── Input

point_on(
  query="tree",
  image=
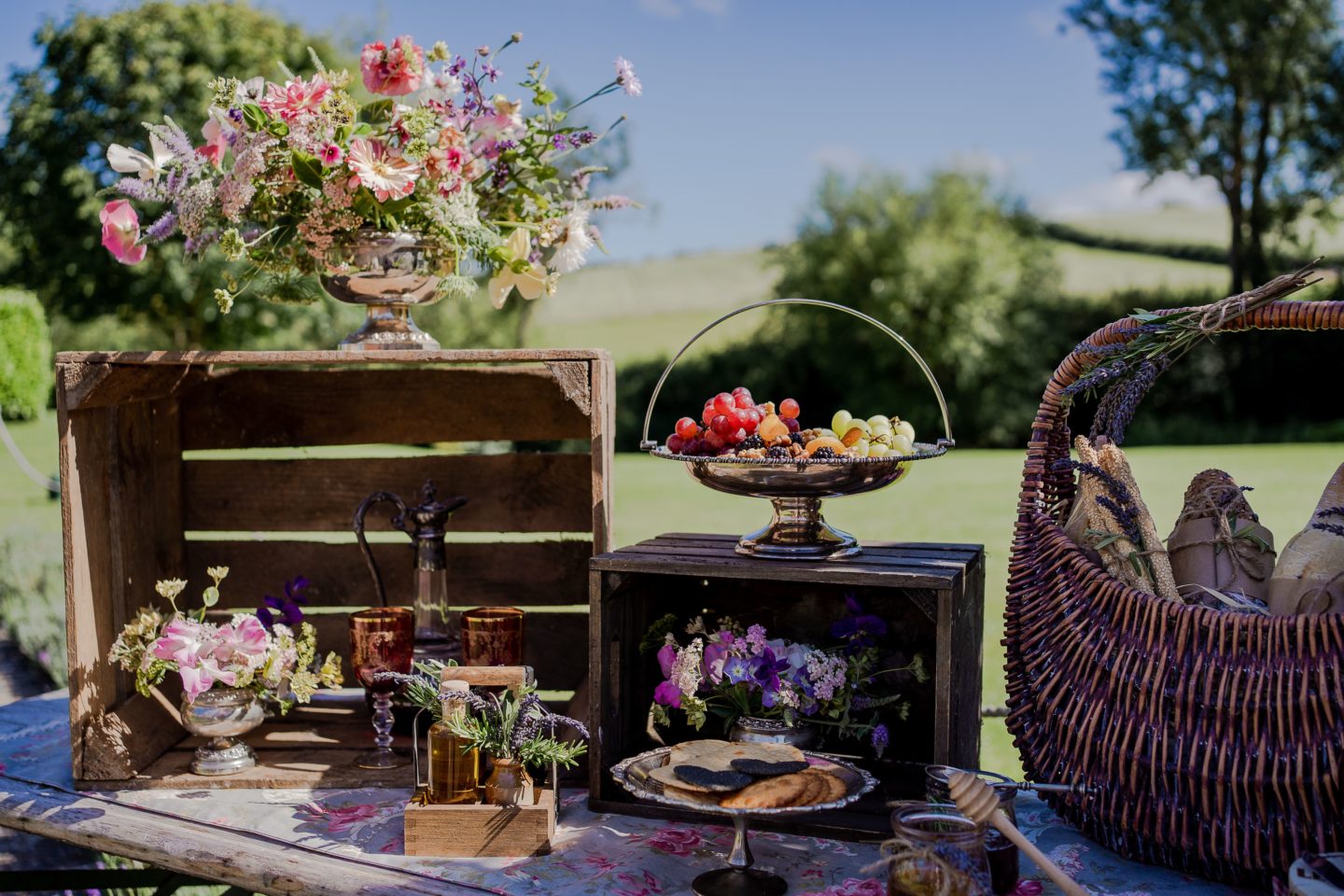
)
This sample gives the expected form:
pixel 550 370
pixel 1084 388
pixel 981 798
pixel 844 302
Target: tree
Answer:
pixel 100 77
pixel 1245 91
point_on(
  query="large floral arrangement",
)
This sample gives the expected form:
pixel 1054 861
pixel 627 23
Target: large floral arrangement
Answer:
pixel 250 651
pixel 290 172
pixel 732 672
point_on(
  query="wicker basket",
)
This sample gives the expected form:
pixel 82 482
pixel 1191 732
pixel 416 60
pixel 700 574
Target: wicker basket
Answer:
pixel 1215 740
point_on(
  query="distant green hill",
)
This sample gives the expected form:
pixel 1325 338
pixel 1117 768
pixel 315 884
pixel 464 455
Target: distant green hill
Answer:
pixel 652 308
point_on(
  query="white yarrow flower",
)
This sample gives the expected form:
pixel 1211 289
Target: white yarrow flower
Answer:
pixel 573 246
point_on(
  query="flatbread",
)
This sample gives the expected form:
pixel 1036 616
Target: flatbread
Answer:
pixel 720 754
pixel 833 788
pixel 775 792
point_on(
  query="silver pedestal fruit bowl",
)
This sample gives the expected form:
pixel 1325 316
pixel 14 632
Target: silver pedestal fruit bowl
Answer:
pixel 388 274
pixel 222 715
pixel 796 486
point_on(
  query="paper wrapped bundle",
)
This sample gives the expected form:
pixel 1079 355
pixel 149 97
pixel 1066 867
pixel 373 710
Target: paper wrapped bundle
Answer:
pixel 1309 577
pixel 1219 546
pixel 1118 526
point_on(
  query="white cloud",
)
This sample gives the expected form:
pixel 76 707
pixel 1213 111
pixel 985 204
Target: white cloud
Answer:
pixel 1130 191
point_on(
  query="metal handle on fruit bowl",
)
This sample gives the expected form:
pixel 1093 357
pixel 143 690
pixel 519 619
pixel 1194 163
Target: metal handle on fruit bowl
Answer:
pixel 647 445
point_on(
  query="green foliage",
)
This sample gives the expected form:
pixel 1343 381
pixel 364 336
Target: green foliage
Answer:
pixel 1243 91
pixel 24 357
pixel 100 77
pixel 33 603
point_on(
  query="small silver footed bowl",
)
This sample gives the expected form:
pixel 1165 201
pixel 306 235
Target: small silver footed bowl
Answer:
pixel 222 715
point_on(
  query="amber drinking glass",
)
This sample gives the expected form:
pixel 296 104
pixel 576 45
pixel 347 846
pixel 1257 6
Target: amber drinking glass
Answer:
pixel 492 637
pixel 381 639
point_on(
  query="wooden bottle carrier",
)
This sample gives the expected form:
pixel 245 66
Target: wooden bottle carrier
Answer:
pixel 171 462
pixel 931 595
pixel 480 831
pixel 1212 739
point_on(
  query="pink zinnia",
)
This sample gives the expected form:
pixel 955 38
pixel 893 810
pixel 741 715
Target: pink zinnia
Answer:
pixel 296 98
pixel 393 72
pixel 375 167
pixel 121 231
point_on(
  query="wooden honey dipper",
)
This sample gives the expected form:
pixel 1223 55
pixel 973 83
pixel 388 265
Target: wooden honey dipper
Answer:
pixel 977 801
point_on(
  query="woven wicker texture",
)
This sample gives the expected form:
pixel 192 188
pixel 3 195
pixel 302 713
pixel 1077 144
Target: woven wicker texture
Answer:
pixel 1215 739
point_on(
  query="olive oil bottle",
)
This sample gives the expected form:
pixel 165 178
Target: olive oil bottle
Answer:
pixel 454 767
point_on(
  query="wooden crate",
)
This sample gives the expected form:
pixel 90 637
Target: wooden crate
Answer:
pixel 931 595
pixel 476 832
pixel 175 461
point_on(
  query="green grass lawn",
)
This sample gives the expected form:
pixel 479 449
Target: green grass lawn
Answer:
pixel 968 496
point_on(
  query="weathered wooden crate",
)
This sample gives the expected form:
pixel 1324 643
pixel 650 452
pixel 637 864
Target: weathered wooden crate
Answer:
pixel 175 461
pixel 931 595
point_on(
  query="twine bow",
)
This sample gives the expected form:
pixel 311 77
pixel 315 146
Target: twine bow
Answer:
pixel 898 850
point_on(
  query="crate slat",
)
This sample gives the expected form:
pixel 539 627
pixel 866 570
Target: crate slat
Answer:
pixel 483 574
pixel 509 492
pixel 287 409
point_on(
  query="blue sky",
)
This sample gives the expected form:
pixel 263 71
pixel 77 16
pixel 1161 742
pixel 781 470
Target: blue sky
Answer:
pixel 746 103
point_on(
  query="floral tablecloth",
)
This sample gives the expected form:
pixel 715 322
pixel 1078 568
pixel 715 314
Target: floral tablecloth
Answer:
pixel 593 853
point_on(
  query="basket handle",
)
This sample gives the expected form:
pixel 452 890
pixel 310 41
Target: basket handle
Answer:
pixel 946 441
pixel 1050 430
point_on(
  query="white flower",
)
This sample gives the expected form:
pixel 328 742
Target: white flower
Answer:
pixel 626 78
pixel 573 247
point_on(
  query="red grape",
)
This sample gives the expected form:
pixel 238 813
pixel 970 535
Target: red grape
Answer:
pixel 748 419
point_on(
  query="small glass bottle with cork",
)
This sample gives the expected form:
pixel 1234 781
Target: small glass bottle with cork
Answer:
pixel 455 766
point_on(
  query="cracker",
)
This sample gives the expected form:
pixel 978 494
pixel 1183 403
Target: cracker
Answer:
pixel 720 754
pixel 770 792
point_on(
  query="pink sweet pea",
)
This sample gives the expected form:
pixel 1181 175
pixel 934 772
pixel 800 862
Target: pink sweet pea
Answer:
pixel 247 638
pixel 189 645
pixel 121 231
pixel 393 72
pixel 216 143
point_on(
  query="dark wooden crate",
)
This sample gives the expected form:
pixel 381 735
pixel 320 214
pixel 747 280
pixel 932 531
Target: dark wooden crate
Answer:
pixel 931 596
pixel 171 461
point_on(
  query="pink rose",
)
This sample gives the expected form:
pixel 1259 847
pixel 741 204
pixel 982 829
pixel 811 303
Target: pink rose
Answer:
pixel 216 143
pixel 393 72
pixel 245 639
pixel 121 231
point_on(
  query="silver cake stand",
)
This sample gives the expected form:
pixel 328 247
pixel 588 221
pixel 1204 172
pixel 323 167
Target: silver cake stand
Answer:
pixel 797 486
pixel 739 877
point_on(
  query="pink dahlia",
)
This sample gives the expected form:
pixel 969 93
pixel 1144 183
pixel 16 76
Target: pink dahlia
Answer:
pixel 375 167
pixel 296 98
pixel 121 231
pixel 393 72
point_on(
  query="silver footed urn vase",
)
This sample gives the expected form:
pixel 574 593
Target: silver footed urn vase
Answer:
pixel 387 273
pixel 222 715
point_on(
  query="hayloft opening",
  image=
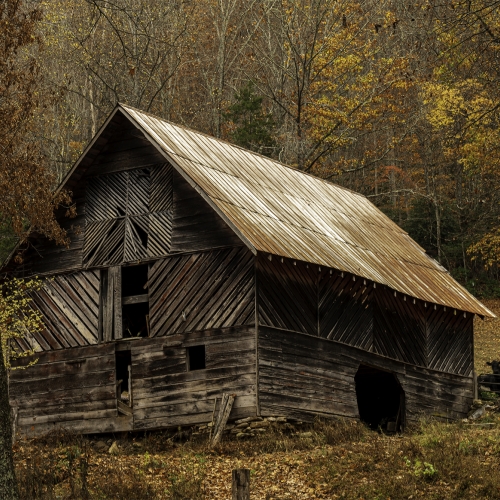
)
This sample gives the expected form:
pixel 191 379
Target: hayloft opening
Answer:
pixel 135 301
pixel 380 399
pixel 124 381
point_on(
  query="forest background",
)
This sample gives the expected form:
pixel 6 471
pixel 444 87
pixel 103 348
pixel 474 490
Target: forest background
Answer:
pixel 395 99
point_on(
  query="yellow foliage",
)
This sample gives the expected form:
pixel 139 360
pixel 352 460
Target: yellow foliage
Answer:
pixel 18 318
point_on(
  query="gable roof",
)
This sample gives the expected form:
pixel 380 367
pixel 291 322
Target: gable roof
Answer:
pixel 282 211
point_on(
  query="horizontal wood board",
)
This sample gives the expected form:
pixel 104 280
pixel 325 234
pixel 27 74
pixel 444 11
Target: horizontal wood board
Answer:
pixel 306 298
pixel 202 291
pixel 71 388
pixel 302 376
pixel 166 394
pixel 69 305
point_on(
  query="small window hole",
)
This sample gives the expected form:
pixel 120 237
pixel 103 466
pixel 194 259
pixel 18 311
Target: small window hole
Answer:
pixel 196 357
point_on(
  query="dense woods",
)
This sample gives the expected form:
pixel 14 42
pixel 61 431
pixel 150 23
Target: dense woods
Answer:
pixel 397 100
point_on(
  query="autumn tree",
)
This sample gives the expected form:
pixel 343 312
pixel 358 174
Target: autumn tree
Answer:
pixel 27 199
pixel 250 125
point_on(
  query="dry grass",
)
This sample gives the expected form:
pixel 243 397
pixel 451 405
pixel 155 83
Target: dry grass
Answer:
pixel 327 460
pixel 487 337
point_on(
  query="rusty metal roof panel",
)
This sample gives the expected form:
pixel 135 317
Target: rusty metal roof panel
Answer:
pixel 285 212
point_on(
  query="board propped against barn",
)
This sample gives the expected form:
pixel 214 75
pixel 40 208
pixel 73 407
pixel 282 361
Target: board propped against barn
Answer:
pixel 197 268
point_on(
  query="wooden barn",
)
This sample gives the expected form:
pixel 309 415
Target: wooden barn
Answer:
pixel 197 268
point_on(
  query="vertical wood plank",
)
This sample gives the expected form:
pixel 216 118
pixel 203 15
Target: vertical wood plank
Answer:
pixel 117 302
pixel 108 308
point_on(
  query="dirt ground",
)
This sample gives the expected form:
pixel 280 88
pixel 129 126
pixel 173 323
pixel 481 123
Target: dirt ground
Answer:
pixel 487 337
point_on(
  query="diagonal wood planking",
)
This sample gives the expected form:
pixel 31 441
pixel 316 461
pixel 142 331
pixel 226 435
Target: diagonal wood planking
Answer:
pixel 400 327
pixel 69 304
pixel 345 309
pixel 202 291
pixel 449 340
pixel 288 294
pixel 129 216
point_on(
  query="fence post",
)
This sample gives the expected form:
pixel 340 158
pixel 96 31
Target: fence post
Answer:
pixel 241 484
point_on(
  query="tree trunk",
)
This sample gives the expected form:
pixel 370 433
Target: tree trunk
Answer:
pixel 8 483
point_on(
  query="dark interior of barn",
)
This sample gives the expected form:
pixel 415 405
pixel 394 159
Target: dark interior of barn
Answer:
pixel 135 314
pixel 123 363
pixel 380 399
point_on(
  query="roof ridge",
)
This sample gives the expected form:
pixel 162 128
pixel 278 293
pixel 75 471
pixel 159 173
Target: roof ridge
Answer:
pixel 122 105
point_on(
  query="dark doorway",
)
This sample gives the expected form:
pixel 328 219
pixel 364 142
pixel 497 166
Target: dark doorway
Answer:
pixel 133 280
pixel 124 382
pixel 196 357
pixel 135 301
pixel 380 399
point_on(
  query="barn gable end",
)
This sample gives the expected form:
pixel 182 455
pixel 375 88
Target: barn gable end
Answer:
pixel 197 268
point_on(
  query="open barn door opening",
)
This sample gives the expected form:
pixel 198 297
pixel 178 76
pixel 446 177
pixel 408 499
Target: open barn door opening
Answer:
pixel 381 400
pixel 124 382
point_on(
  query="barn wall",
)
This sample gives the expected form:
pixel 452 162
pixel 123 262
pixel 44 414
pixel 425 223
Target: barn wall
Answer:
pixel 301 376
pixel 69 305
pixel 166 394
pixel 339 306
pixel 450 340
pixel 400 327
pixel 200 291
pixel 346 309
pixel 72 388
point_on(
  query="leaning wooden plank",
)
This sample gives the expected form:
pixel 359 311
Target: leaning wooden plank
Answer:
pixel 222 417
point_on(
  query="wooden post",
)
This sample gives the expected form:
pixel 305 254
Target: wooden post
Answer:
pixel 241 484
pixel 225 407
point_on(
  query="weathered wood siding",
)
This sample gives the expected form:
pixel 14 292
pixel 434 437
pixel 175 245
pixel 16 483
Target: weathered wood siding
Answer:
pixel 165 394
pixel 72 388
pixel 69 304
pixel 202 291
pixel 346 309
pixel 302 376
pixel 288 295
pixel 339 306
pixel 400 327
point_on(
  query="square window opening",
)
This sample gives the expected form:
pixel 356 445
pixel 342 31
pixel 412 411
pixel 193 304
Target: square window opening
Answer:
pixel 133 280
pixel 135 320
pixel 196 358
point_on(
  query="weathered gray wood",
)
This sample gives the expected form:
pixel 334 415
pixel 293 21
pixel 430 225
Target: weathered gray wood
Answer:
pixel 241 484
pixel 165 393
pixel 310 376
pixel 135 299
pixel 117 300
pixel 65 386
pixel 201 291
pixel 224 411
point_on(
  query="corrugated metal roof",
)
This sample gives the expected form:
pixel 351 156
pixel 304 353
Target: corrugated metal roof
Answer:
pixel 285 212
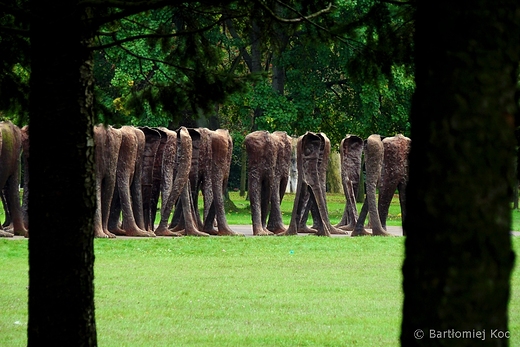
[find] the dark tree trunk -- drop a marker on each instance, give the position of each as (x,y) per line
(62,201)
(458,260)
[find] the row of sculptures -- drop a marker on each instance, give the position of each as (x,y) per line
(386,165)
(136,167)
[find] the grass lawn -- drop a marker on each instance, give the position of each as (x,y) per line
(236,291)
(239,291)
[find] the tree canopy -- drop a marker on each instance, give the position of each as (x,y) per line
(342,67)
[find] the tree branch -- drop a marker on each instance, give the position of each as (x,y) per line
(300,18)
(152,36)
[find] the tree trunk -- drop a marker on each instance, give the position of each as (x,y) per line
(458,256)
(62,201)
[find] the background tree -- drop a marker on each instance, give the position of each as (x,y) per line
(458,247)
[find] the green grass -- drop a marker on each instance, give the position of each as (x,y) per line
(236,291)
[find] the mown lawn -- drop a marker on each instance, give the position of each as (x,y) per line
(236,291)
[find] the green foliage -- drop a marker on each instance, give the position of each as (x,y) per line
(14,65)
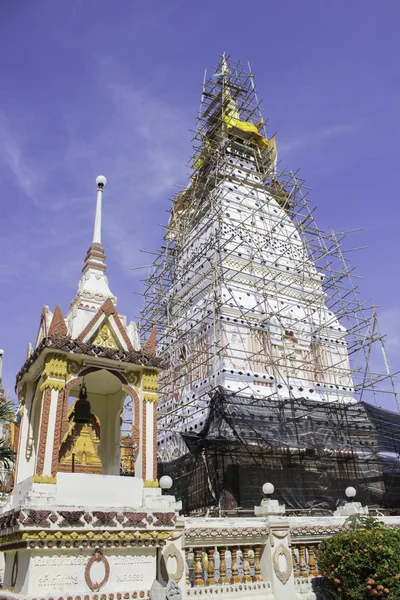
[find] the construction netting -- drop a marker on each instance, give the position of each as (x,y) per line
(310,451)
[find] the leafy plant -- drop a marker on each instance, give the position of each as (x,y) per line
(363,562)
(363,522)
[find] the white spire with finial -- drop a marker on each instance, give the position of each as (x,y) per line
(93,288)
(101,182)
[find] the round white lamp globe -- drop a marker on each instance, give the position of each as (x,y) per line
(165,482)
(101,180)
(350,492)
(268,489)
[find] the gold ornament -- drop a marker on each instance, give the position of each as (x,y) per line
(104,338)
(150,380)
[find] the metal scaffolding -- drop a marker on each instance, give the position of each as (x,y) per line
(243,264)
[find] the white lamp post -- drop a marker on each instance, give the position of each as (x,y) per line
(350,493)
(165,482)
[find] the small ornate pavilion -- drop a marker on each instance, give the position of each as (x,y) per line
(86,513)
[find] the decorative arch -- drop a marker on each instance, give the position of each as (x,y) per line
(61,427)
(135,429)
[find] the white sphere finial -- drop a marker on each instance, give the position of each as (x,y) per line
(350,492)
(268,489)
(101,181)
(165,482)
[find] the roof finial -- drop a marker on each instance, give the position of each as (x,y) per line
(101,182)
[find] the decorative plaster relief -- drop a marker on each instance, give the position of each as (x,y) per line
(171,551)
(54,520)
(282,574)
(98,557)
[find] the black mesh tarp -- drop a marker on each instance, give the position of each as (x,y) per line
(311,451)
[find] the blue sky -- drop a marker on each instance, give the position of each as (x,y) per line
(94,86)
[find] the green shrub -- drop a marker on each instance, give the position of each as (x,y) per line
(362,563)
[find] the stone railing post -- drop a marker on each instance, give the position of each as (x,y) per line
(276,560)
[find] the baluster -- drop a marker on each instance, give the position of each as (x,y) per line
(246,565)
(251,563)
(198,568)
(222,566)
(295,563)
(311,561)
(187,566)
(302,561)
(257,566)
(210,567)
(235,571)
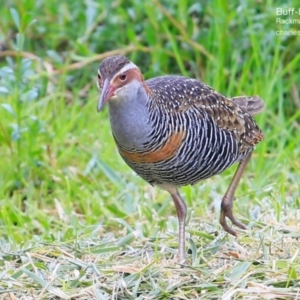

────

[Prompt]: Copy the lines word for word from the very first one through the line that contains "pixel 1215 740", including that line, and leave the pictures out.

[Response to this exercise]:
point_on(
  query="tree",
  image=
)
This sample gives the expected form:
pixel 550 370
pixel 1084 388
pixel 981 798
pixel 844 302
Target: tree
Answer:
pixel 100 77
pixel 1245 91
point_on(
  query="large floral arrangement",
)
This sample gives the expected form:
pixel 1054 861
pixel 627 23
Target: large floral arrangement
Answer:
pixel 250 651
pixel 290 172
pixel 732 672
point_on(
  query="wicker basket",
)
This sample gives the expected form:
pixel 82 482
pixel 1191 732
pixel 416 60
pixel 700 574
Target: wicker basket
Answer:
pixel 1215 740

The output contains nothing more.